--- BEGIN Provided data ---

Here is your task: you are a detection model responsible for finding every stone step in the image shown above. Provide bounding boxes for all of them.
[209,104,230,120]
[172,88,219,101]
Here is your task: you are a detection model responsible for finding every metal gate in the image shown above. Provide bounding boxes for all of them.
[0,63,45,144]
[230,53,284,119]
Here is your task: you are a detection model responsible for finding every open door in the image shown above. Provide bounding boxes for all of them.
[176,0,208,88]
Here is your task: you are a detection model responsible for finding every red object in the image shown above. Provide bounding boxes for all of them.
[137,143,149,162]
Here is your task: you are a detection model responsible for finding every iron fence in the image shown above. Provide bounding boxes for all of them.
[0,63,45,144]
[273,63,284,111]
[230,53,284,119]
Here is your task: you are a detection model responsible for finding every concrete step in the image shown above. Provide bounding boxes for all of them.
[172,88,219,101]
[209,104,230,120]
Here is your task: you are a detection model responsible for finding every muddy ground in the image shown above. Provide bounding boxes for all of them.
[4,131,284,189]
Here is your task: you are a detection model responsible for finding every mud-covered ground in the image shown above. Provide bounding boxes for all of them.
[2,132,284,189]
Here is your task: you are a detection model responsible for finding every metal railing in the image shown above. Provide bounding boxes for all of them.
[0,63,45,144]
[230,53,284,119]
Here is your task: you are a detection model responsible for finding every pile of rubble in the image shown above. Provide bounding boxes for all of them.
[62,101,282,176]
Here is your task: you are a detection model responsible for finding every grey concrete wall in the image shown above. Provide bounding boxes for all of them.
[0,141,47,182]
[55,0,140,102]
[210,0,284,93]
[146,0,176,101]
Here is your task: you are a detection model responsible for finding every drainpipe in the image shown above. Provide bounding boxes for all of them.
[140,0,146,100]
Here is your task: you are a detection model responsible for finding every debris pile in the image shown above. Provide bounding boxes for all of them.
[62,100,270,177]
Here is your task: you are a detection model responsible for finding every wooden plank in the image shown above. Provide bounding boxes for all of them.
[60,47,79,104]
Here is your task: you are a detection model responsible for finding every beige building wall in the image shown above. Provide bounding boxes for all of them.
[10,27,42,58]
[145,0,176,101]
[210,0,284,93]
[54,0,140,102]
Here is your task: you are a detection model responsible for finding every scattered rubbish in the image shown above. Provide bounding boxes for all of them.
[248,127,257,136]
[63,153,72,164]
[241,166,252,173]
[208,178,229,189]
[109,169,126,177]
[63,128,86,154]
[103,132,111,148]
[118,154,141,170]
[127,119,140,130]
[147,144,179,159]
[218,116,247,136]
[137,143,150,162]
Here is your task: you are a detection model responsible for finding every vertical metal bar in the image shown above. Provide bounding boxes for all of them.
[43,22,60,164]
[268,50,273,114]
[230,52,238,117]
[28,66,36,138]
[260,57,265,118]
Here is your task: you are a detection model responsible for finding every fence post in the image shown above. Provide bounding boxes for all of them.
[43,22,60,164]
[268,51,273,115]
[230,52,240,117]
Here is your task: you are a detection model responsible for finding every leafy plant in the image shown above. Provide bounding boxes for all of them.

--- END Provided data ---

Rewrite all of the material above as a numbered list, with no blank lines.

Completed task:
1. Here is your task: you are a detection model responsible for finding every stone step in the image shown above. Provide bounding boxes for all of them.
2. [209,104,230,120]
3. [172,88,219,101]
4. Here is your task: you are a detection model responsible for finding every metal gate in the image shown above. Provide bounding boxes for all of them.
5. [0,63,45,144]
6. [230,53,284,119]
7. Here is your task: you are a detection model responsible for finding every open door in the image shown above. Provide bounding boxes for all of them.
8. [176,0,208,88]
9. Here is your task: you are a detection model responsible for finding every red object in the image shown above. Provide bounding boxes for all of them.
10. [137,143,149,162]
11. Here is your task: you are a detection model responsible for finding every iron fence in the image shown above. Provide bounding boxes for all of them.
12. [0,63,45,144]
13. [273,63,284,111]
14. [230,53,284,119]
15. Here is your task: you are a detection model responsible for finding every concrete step in the image shown above. Provide bounding boxes for all of them.
16. [172,88,219,101]
17. [209,104,230,120]
18. Here is your task: you are a detection model responsible for finding every muddy ground in the image shown above. Provide bounding boxes for all of them.
19. [4,131,284,189]
20. Here is your task: you are a detection model responsible for finding every mud-covered ground in the image shown above. Provide bounding boxes for all of them.
21. [2,132,284,189]
22. Here is your task: you are a detection model responsible for finding every metal railing in the image shown above. Provide bounding boxes for all of them.
23. [0,63,45,144]
24. [230,53,284,119]
25. Here is your task: you are a detection model responsible for finding every pile of rubble in the image shown above. Provide bounding boxes for all of them.
26. [62,101,282,176]
27. Here is your task: you are a detection model responsible for finding every grey concrete wall in the image shown above. Provide bounding boxes for all of them.
28. [0,141,47,182]
29. [55,0,140,102]
30. [210,0,284,93]
31. [146,0,176,101]
32. Here is your task: you are a detection model responsible for finding every drainpipe in the image shown above. Provide bounding boxes for all of them.
33. [140,0,146,100]
34. Here is your task: you are a detection model responsible for finding every debris pile in the image shown above. Provide bounding boxes for all of them.
35. [62,100,270,177]
36. Here is your task: you are a detection model responsible for finding every wooden plank in the image shown above. Provide bounding boxes for all of them.
37. [60,47,79,104]
38. Here is your task: you are a detection model responsible for finding every beige building wall in the image shown above. Provide bounding boxes for all of them.
39. [10,27,42,58]
40. [145,0,176,101]
41. [210,0,284,93]
42. [54,0,140,102]
43. Here is your task: you are a detection model responsible for finding every scattered rubbish in the image shown above. Provide bounding boxes for all of them.
44. [248,127,257,136]
45. [63,153,72,164]
46. [241,166,252,173]
47. [208,178,229,189]
48. [109,169,126,177]
49. [63,128,86,154]
50. [103,132,111,148]
51. [118,154,141,170]
52. [127,119,140,130]
53. [147,144,179,159]
54. [218,116,247,136]
55. [137,143,150,162]
56. Here is your task: you are a detection model responsible for finding every vertical metal bar in the image shown above. Provide bounding boxes for all of them.
57. [43,22,60,164]
58. [268,50,273,114]
59. [230,52,238,117]
60. [28,66,36,138]
61. [260,57,265,118]
62. Here is your task: you are a detection model responsible for finding every fence post in the image shown above. Provide bounding boxes for all of them.
63. [43,22,60,164]
64. [268,51,273,115]
65. [230,52,240,117]
66. Here is your task: you are a detection model responsible for finding every leafy plant in the image shown above. Provide bounding boxes for all of them.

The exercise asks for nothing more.